(Dataset rows on where objects appear)
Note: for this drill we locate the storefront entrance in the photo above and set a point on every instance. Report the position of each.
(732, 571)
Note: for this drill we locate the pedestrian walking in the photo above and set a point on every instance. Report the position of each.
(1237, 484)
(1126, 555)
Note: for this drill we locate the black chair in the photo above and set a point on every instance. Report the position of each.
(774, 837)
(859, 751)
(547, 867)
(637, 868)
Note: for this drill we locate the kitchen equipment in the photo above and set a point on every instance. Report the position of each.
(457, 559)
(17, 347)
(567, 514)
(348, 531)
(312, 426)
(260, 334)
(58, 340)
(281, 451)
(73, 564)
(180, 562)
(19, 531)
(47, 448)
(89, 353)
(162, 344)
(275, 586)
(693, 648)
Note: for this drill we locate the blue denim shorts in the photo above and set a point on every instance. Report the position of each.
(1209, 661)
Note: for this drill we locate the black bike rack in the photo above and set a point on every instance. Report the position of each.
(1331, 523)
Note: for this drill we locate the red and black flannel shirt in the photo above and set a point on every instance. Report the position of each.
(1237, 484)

Short problem: Write out all of the items above again, changing "drill" to "exercise" and keeping everything else the same.

Written response:
Note: for this exercise we locate the storefront entrance in the photo above and set a point on every instance. Report the position of each.
(732, 571)
Note: for this exercise we locate the pedestrian walking in the photo above and set a point on every instance. Report the position of each.
(1237, 484)
(1126, 555)
Note: for this exercise we locate the black chair in the photo above and set a point on every instance. Report the position of each.
(774, 837)
(859, 751)
(547, 867)
(637, 868)
Note: for this exercise we locate the kitchen equipment in the photo above and set a point on every instance. Report the position of each.
(457, 559)
(17, 347)
(567, 514)
(348, 531)
(312, 426)
(260, 334)
(58, 340)
(281, 451)
(73, 564)
(180, 562)
(19, 531)
(47, 448)
(89, 353)
(162, 344)
(275, 586)
(693, 648)
Note: for this exercise we locate the blue denim shorts in the photo above and set a point on every instance. Report the position of each.
(1209, 661)
Note: for this exercise we locate the black bike rack in the photo above and set a point on every instance. Report the position of each.
(1331, 523)
Note: for this exercise we locate the red and black flannel shirt in the photo above and set a point on every instance. Report the position of each.
(1237, 484)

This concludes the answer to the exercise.